:: Extracted text ::

Whereas the defendant is of the view that the agreement of 20th February 2014 was replaced by the amended one of 4/7/2014, the plaintiff is of the contrary view.  According to the plaintiff, both contracts are still existing and operational.  Indeed there is no single clause in the amended agreement indicating that the first agreement was replaced by the amended agreement.  The amended agreement provides under its definition section that “agreement”means the Agreement for the collection of cess and parking  fees revenue in Kilifi County signed on the 20th February 2014.  It also defines the amended agreement as the present amended agreement for the collection of cess and parking fees revenue in Kilifi County.   If the court relied on communication between the parties as well as on the recitals of the amended agreement, this cannot be new evidence or important matter or error apparent on the face of the record.  The issue as to whether the initial agreement was replaced can only be dealt with during a full hearing.    It is  not clear why the parties did not specifically indicate that the first agreement had been replaced.  The defendant is trying to impute that the court ought to have held that the first agreement is no longer operational.  If the court failed to do so, the best avenue would be an appeal and not a review.  I clearly heard the submissions by Mr. Kiti Advocate that the first agreement is extinct while Mr. Taib submitted that is is still alive.  This issue could not be concluded by the court with finality at the interlocutory stage.

:::
:: Listed records ::

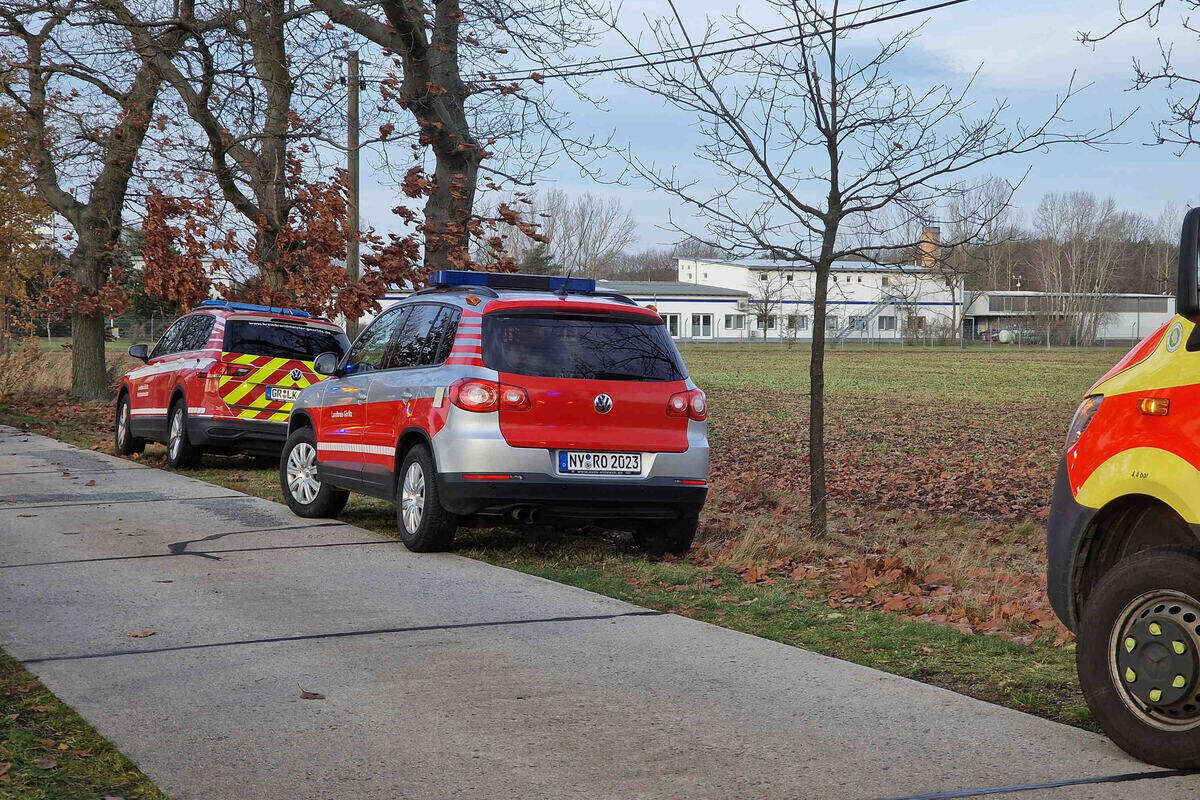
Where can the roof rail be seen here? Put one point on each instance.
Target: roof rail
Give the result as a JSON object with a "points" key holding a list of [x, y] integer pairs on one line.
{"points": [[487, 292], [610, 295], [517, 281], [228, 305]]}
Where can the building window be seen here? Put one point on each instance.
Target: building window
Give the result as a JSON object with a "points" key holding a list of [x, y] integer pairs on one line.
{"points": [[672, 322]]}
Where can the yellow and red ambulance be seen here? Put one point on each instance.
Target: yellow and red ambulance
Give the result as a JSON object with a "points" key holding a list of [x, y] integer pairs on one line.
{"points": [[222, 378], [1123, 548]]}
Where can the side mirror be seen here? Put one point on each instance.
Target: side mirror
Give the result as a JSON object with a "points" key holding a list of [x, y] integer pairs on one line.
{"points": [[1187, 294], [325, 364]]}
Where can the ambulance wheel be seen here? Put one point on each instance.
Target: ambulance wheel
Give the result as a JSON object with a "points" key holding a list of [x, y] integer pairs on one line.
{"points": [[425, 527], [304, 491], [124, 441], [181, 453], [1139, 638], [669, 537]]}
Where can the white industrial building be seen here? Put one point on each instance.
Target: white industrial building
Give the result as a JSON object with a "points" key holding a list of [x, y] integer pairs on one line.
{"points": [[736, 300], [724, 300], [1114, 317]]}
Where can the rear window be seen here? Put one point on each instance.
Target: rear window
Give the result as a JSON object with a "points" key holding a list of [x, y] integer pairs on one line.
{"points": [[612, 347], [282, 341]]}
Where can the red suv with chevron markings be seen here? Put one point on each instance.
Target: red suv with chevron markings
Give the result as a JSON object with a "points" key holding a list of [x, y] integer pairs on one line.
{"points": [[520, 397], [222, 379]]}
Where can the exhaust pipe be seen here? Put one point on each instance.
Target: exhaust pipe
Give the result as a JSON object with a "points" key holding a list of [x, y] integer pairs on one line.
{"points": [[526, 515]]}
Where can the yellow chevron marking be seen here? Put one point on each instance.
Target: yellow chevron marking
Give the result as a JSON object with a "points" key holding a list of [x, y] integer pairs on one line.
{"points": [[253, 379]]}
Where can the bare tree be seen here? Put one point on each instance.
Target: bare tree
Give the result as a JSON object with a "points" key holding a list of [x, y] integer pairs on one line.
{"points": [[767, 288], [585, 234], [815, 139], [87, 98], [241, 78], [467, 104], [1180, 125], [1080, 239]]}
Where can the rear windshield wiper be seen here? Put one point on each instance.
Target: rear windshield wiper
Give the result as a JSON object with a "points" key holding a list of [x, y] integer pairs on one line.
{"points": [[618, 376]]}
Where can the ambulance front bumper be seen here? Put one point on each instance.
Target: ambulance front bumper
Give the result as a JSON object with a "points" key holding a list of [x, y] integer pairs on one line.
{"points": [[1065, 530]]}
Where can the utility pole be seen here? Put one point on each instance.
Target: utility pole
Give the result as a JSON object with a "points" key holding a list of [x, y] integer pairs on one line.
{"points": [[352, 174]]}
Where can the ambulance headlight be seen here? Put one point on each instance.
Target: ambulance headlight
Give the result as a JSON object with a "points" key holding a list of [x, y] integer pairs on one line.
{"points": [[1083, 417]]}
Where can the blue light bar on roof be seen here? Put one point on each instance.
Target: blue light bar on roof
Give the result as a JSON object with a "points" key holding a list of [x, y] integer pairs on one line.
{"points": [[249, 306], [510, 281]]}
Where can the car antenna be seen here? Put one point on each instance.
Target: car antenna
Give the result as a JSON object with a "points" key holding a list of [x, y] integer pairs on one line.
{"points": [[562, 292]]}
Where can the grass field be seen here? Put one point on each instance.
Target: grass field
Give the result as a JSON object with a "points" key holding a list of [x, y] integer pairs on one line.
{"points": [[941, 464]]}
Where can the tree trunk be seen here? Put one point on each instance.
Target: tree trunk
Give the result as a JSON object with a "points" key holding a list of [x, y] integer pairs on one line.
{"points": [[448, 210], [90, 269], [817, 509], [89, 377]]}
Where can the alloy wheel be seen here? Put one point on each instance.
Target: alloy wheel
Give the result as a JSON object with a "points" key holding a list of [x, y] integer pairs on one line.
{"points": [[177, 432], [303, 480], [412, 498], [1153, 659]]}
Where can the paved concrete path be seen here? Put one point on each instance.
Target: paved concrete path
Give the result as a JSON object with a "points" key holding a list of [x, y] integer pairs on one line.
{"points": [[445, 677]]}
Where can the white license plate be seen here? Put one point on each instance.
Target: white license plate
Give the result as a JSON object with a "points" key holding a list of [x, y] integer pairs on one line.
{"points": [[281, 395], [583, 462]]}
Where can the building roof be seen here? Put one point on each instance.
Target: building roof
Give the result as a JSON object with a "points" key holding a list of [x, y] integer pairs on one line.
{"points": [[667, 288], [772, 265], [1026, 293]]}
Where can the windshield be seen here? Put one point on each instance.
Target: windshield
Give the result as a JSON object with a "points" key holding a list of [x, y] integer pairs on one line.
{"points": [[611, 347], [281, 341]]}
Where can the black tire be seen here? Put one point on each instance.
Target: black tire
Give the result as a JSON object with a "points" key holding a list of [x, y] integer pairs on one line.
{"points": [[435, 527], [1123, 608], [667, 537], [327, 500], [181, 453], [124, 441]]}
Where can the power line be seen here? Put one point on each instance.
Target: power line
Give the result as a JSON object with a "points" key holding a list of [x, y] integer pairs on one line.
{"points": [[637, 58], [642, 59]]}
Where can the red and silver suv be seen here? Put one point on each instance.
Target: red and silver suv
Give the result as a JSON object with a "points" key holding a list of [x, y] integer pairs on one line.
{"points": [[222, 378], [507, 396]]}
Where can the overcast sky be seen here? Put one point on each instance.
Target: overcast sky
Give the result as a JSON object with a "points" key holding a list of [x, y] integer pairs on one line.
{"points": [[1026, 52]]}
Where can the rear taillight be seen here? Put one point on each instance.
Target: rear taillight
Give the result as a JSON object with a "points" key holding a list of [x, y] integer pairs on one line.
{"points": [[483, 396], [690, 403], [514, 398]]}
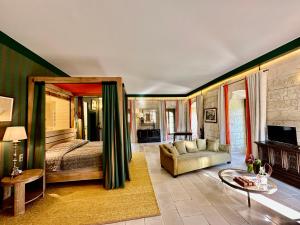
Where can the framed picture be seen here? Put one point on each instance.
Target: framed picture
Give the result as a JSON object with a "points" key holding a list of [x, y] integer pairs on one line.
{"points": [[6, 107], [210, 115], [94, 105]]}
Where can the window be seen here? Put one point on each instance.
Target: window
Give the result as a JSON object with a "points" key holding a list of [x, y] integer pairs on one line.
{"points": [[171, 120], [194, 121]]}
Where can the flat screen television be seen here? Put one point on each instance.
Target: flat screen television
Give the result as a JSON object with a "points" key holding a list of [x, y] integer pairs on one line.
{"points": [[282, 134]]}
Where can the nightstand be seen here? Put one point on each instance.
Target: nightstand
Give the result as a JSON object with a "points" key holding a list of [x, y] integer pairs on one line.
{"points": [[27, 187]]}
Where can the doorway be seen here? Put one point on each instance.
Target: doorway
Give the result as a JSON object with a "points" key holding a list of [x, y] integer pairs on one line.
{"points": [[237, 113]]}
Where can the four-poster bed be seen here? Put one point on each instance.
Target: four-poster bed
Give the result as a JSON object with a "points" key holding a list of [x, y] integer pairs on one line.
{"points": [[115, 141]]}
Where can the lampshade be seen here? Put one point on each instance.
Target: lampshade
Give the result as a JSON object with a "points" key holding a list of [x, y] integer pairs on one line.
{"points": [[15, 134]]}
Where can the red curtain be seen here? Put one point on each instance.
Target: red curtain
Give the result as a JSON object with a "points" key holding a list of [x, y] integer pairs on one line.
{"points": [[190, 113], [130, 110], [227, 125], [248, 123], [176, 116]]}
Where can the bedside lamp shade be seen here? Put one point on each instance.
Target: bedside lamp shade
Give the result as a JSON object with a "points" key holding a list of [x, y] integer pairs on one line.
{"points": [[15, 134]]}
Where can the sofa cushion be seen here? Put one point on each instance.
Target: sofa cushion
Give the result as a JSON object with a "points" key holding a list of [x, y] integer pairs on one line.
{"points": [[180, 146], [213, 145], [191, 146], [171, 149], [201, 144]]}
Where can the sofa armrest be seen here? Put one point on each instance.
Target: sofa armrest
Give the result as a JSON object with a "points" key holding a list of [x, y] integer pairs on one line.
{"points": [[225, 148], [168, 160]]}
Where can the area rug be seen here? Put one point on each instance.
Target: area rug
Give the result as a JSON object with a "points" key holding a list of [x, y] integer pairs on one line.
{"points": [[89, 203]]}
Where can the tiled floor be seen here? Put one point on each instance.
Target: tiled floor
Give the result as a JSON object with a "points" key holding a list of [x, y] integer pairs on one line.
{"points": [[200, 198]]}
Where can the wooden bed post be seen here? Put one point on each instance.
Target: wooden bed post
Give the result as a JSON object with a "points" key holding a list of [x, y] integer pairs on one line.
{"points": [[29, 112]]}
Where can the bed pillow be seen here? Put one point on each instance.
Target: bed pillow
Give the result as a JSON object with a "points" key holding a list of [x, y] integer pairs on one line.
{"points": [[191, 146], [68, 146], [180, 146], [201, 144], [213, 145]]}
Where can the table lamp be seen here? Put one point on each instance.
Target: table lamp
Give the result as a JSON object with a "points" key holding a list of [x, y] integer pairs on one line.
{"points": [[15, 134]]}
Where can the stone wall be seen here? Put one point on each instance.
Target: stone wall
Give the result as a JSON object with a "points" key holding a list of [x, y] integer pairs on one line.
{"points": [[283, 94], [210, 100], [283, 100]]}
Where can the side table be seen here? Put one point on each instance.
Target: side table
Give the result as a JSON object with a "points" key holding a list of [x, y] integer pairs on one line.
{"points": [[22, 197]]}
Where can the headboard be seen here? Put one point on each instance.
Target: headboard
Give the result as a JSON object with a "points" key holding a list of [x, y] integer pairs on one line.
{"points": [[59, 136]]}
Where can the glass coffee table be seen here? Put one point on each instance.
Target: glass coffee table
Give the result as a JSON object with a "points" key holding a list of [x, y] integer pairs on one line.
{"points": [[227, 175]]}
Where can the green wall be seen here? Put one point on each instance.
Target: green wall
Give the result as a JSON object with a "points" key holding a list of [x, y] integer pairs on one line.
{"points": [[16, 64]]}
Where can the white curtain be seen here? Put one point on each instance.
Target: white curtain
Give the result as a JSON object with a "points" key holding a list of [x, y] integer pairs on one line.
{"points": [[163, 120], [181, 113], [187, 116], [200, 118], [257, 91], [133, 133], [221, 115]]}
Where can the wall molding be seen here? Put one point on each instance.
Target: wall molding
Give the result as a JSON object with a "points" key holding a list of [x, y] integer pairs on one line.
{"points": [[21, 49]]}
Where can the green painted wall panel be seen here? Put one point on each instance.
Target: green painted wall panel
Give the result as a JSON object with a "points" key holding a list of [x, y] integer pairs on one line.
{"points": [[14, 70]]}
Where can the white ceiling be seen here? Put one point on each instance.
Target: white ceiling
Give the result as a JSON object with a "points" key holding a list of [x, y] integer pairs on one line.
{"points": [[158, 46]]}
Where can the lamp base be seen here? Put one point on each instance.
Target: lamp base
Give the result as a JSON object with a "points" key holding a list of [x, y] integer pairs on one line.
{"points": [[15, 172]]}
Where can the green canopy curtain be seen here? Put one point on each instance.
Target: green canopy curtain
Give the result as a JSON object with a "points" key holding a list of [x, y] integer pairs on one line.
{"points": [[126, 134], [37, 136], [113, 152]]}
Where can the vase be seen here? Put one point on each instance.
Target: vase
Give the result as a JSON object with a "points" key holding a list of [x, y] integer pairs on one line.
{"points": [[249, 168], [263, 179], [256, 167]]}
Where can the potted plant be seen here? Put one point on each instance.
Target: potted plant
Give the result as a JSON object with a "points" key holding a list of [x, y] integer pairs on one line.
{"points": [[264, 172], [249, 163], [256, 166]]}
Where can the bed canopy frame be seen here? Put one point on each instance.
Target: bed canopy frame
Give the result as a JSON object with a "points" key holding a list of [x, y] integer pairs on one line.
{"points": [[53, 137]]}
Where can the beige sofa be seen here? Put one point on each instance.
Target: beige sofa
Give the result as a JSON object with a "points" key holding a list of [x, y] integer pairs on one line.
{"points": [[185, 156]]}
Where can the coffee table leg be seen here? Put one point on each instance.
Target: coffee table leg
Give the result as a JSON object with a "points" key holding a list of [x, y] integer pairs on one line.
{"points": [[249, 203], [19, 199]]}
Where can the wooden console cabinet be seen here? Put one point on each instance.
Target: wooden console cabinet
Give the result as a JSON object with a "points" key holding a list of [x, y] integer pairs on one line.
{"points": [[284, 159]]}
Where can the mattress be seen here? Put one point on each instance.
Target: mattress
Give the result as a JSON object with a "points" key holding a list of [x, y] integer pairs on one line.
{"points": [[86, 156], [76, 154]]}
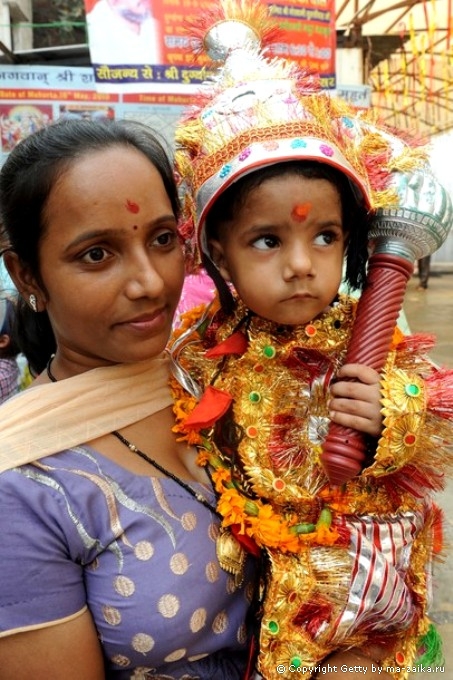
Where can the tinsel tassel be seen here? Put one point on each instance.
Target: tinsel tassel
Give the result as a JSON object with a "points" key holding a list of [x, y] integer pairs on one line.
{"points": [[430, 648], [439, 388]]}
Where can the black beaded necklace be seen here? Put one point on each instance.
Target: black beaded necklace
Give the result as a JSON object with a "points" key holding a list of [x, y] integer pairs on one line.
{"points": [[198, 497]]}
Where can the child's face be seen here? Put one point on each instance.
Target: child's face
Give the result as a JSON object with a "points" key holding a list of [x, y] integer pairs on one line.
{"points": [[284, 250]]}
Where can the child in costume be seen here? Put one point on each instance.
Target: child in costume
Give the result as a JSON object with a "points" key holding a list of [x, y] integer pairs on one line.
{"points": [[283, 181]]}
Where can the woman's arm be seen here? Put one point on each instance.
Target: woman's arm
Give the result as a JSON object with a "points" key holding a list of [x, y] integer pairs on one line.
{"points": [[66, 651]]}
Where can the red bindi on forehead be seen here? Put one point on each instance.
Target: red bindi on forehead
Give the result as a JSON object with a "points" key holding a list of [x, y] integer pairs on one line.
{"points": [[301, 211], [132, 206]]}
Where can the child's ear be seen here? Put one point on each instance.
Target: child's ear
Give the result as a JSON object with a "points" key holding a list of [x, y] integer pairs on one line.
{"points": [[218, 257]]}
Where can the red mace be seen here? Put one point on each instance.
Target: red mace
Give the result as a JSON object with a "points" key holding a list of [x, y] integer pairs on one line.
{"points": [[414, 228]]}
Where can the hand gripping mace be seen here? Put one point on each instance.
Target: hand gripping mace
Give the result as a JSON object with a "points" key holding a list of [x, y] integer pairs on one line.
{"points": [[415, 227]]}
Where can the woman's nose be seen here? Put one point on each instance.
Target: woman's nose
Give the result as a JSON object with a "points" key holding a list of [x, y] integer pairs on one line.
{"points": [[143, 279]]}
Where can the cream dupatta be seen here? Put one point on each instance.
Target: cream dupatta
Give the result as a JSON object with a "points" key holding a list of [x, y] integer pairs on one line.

:::

According to the ruling on the Kilifi County revenue collection agreements, what can the court's reliance on communication between the parties and on the recitals of the amended agreement not be? List every item.

**Complete answer:**
- new evidence
- important matter
- error apparent on the face of the record